[TASK BRIEF]:
Could you transcribe every record below exactly as written, excluding the pictures?

════════

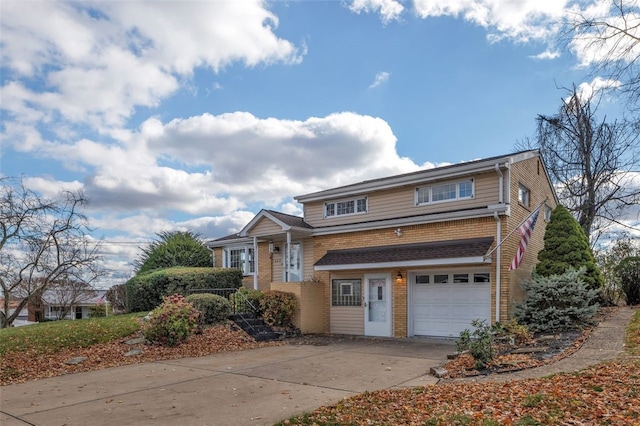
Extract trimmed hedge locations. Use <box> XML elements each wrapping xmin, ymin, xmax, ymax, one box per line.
<box><xmin>126</xmin><ymin>267</ymin><xmax>243</xmax><ymax>312</ymax></box>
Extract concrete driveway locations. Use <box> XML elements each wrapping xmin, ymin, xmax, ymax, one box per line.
<box><xmin>1</xmin><ymin>337</ymin><xmax>453</xmax><ymax>426</ymax></box>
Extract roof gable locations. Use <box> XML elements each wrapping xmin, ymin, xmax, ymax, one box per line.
<box><xmin>238</xmin><ymin>209</ymin><xmax>312</xmax><ymax>237</ymax></box>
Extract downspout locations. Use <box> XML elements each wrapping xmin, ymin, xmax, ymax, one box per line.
<box><xmin>493</xmin><ymin>212</ymin><xmax>502</xmax><ymax>323</ymax></box>
<box><xmin>495</xmin><ymin>163</ymin><xmax>504</xmax><ymax>204</ymax></box>
<box><xmin>253</xmin><ymin>236</ymin><xmax>258</xmax><ymax>290</ymax></box>
<box><xmin>494</xmin><ymin>163</ymin><xmax>504</xmax><ymax>323</ymax></box>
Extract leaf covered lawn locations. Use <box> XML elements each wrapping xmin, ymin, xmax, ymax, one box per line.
<box><xmin>1</xmin><ymin>324</ymin><xmax>282</xmax><ymax>385</ymax></box>
<box><xmin>281</xmin><ymin>359</ymin><xmax>640</xmax><ymax>425</ymax></box>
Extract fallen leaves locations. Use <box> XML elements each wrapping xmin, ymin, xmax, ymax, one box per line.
<box><xmin>1</xmin><ymin>324</ymin><xmax>282</xmax><ymax>386</ymax></box>
<box><xmin>281</xmin><ymin>359</ymin><xmax>640</xmax><ymax>425</ymax></box>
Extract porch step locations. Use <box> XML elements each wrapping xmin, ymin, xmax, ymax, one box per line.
<box><xmin>230</xmin><ymin>313</ymin><xmax>281</xmax><ymax>342</ymax></box>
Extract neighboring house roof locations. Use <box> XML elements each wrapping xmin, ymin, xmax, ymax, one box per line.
<box><xmin>314</xmin><ymin>237</ymin><xmax>494</xmax><ymax>270</ymax></box>
<box><xmin>39</xmin><ymin>288</ymin><xmax>105</xmax><ymax>305</ymax></box>
<box><xmin>295</xmin><ymin>149</ymin><xmax>554</xmax><ymax>203</ymax></box>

════════

[ANSWER TO THE EXERCISE]:
Extract trimmed hedge locations. Use <box> XML elements each wrapping xmin, ymin, xmax, ymax, one box per line.
<box><xmin>126</xmin><ymin>267</ymin><xmax>243</xmax><ymax>312</ymax></box>
Extract concrete driveway locations. Use <box> XML elements each wrapping xmin, ymin, xmax, ymax, one box per line.
<box><xmin>1</xmin><ymin>337</ymin><xmax>453</xmax><ymax>426</ymax></box>
Extract roof gable locations. Use <box> XML elements each wrapping xmin, ymin, xmax, ymax, one box per line.
<box><xmin>238</xmin><ymin>209</ymin><xmax>312</xmax><ymax>237</ymax></box>
Extract downspout locations. Use <box> XML elements each wrapping xmin, ymin, xmax, ymax, one box per line.
<box><xmin>493</xmin><ymin>212</ymin><xmax>502</xmax><ymax>323</ymax></box>
<box><xmin>495</xmin><ymin>163</ymin><xmax>504</xmax><ymax>204</ymax></box>
<box><xmin>253</xmin><ymin>236</ymin><xmax>258</xmax><ymax>290</ymax></box>
<box><xmin>494</xmin><ymin>163</ymin><xmax>504</xmax><ymax>323</ymax></box>
Extract leaf covered lawn locations. Use <box> XML elements each wrapping xmin, ymin, xmax, ymax, one box per line.
<box><xmin>1</xmin><ymin>324</ymin><xmax>282</xmax><ymax>385</ymax></box>
<box><xmin>281</xmin><ymin>359</ymin><xmax>640</xmax><ymax>425</ymax></box>
Extract fallen leaves locations. Use <box> XML elements each wrapping xmin, ymin, xmax, ymax, one box per line.
<box><xmin>1</xmin><ymin>324</ymin><xmax>282</xmax><ymax>386</ymax></box>
<box><xmin>281</xmin><ymin>359</ymin><xmax>640</xmax><ymax>425</ymax></box>
Extract porch step locations. Use <box> XML elements each wrapping xmin, ymin, xmax, ymax, one box per line.
<box><xmin>230</xmin><ymin>313</ymin><xmax>281</xmax><ymax>342</ymax></box>
Extract neighboring house roof locations. Use <box> XML elements each wrapping xmin, ymin, xmax, ymax, one box per line.
<box><xmin>314</xmin><ymin>237</ymin><xmax>494</xmax><ymax>270</ymax></box>
<box><xmin>39</xmin><ymin>288</ymin><xmax>105</xmax><ymax>305</ymax></box>
<box><xmin>295</xmin><ymin>149</ymin><xmax>554</xmax><ymax>203</ymax></box>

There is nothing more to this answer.